## Work required
In the records below, begin at the line that has "column 664, row 460" and stop after the line that has "Target: plain studio backdrop"; quote those lines verbatim and nothing more.

Working data Start Marker

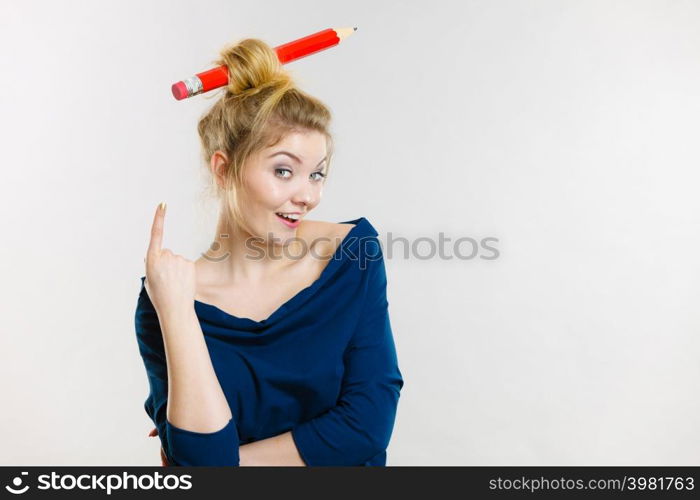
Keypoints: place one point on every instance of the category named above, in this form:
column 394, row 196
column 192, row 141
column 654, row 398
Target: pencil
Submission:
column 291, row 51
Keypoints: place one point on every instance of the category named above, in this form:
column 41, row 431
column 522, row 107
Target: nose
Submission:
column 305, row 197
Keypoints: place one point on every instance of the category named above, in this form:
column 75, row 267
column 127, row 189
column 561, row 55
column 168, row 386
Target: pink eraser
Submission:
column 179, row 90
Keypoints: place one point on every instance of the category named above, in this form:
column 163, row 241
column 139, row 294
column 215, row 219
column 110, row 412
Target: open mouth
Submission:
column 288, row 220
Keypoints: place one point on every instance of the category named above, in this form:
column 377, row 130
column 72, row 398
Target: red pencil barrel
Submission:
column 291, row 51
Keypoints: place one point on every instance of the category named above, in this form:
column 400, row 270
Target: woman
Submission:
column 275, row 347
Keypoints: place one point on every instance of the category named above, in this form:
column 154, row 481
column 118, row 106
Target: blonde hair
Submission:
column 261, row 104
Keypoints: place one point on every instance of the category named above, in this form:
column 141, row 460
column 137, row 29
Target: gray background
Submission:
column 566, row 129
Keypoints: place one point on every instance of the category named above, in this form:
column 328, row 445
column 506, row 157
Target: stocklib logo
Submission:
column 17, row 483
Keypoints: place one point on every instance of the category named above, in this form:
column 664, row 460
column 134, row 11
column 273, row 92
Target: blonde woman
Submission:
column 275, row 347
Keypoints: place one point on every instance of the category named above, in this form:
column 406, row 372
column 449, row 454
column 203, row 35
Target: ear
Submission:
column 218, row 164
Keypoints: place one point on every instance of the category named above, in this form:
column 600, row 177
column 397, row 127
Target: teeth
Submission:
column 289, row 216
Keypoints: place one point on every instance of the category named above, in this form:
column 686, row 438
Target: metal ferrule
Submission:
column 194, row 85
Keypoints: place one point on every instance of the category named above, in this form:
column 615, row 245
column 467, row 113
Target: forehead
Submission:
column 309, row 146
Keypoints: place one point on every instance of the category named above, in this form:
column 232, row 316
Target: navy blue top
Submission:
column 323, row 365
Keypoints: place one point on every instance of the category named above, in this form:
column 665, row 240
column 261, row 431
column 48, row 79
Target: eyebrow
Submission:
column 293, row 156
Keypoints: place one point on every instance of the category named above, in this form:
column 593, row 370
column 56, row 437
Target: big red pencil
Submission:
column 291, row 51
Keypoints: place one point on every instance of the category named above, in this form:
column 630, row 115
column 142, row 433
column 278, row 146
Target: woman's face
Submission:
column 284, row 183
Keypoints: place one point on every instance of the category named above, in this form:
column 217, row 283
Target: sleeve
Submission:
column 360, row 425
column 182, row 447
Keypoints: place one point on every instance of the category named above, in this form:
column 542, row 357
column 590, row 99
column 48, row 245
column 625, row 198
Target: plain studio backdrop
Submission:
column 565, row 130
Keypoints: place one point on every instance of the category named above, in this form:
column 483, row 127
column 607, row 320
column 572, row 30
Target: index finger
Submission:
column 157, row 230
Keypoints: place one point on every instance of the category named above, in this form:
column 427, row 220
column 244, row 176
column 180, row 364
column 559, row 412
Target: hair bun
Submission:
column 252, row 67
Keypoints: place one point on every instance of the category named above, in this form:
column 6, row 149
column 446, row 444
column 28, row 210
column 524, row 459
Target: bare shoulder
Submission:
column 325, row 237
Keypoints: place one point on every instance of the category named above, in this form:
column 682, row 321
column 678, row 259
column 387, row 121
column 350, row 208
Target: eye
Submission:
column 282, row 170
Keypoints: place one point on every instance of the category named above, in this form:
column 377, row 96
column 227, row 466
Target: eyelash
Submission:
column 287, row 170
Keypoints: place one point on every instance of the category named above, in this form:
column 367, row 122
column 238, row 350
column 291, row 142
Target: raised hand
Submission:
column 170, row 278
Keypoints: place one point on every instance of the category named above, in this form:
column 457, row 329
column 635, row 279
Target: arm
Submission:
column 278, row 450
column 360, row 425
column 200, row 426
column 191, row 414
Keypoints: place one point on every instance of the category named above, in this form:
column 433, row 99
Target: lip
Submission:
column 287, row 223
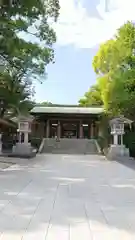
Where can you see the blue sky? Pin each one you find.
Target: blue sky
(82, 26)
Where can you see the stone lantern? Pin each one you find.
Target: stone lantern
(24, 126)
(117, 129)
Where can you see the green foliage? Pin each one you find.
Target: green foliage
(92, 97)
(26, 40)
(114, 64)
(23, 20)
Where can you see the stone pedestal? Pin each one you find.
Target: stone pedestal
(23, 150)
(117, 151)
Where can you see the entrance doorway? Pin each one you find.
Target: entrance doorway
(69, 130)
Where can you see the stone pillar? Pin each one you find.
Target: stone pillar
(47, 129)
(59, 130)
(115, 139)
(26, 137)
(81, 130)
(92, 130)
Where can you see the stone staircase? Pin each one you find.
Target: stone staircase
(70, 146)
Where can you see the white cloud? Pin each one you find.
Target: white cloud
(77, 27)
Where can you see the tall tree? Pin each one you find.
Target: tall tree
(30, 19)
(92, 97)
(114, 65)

Working data End Marker
Working data Start Marker

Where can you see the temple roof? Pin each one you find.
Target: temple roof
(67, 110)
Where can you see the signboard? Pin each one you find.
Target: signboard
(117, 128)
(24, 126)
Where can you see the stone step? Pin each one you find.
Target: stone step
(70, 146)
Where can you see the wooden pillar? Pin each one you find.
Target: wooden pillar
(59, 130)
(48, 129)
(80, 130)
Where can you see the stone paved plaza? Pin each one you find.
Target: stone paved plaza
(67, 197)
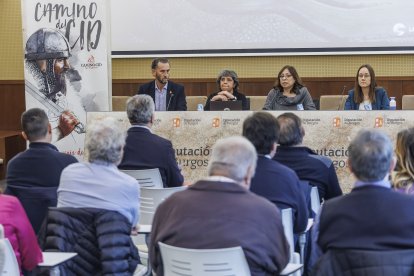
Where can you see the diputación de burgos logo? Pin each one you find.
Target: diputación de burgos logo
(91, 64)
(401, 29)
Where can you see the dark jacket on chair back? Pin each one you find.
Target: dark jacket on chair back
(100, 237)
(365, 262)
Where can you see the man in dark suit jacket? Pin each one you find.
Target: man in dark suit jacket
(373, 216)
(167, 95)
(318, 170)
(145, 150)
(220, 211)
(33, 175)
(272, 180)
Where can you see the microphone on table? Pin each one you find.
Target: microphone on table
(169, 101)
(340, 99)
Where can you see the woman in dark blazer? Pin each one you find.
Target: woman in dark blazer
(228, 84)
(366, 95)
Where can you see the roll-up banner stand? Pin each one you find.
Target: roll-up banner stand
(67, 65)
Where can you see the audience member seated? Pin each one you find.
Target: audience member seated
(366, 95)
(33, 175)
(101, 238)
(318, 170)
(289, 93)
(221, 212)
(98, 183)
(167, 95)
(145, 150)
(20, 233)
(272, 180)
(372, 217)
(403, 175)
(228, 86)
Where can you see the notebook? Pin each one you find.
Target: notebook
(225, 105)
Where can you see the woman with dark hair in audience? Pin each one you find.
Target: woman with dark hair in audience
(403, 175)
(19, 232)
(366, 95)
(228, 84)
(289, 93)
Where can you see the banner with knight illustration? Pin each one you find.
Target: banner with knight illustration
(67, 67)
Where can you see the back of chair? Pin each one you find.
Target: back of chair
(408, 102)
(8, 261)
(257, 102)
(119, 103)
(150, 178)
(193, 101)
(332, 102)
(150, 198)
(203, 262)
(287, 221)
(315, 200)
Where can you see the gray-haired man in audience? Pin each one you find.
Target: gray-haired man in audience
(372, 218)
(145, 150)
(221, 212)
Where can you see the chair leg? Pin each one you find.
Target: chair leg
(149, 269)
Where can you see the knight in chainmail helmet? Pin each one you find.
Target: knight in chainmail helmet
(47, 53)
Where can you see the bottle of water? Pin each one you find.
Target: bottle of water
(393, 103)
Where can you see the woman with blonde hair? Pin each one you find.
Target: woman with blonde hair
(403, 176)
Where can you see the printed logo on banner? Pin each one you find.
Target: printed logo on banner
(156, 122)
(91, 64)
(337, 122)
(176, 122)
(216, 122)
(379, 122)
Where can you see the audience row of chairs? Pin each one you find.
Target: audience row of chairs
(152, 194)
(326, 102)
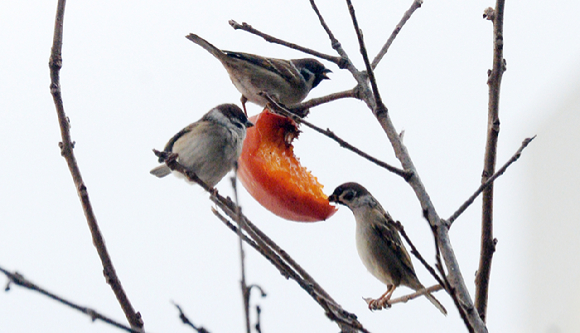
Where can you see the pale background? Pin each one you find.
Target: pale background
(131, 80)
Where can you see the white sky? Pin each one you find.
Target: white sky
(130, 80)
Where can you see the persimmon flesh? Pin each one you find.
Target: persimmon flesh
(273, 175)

Working data End Marker

## Answer area
column 664, row 460
column 134, row 11
column 273, row 92
Target: blonde woman
Submission:
column 275, row 347
Keypoints: place one point on every instance of the category named above, in this form:
column 406, row 372
column 449, row 454
column 203, row 35
Target: ear
Submission:
column 218, row 164
Keypoints: place one point on every instance of the category named above, in this form:
column 600, row 177
column 397, row 127
Target: teeth
Submission:
column 289, row 216
Keypoints: place one point on every instance of the category named above, in this form:
column 686, row 438
Target: metal ferrule
Submission:
column 194, row 85
Keypoints: place one point on every instance of the category named above, in this form:
column 615, row 245
column 467, row 113
Target: forehead
Submission:
column 309, row 146
Keypoints: place one point on every instance of the category named above, in this form:
column 232, row 316
Target: navy blue top
Submission:
column 323, row 365
Keypoints: place one point on every instance of the category named above, in this form:
column 665, row 240
column 261, row 431
column 48, row 79
Target: eyebrow
Submission:
column 293, row 156
Keypoints: place one point on every instance of the category named above, in this form:
column 593, row 370
column 56, row 437
Target: big red pencil
Submission:
column 291, row 51
Keypoints: place one point on every instance of the category named above, in this form:
column 630, row 115
column 142, row 433
column 278, row 146
Target: woman's face
Submission:
column 284, row 183
Keypoints: place one point on every instance of the category named above, in this form:
column 217, row 283
Target: sleeve
Submission:
column 360, row 425
column 182, row 447
Keypoints: place one point on every instance of the category named above, in this form:
column 542, row 357
column 590, row 99
column 48, row 245
column 625, row 198
Target: plain studio backdrop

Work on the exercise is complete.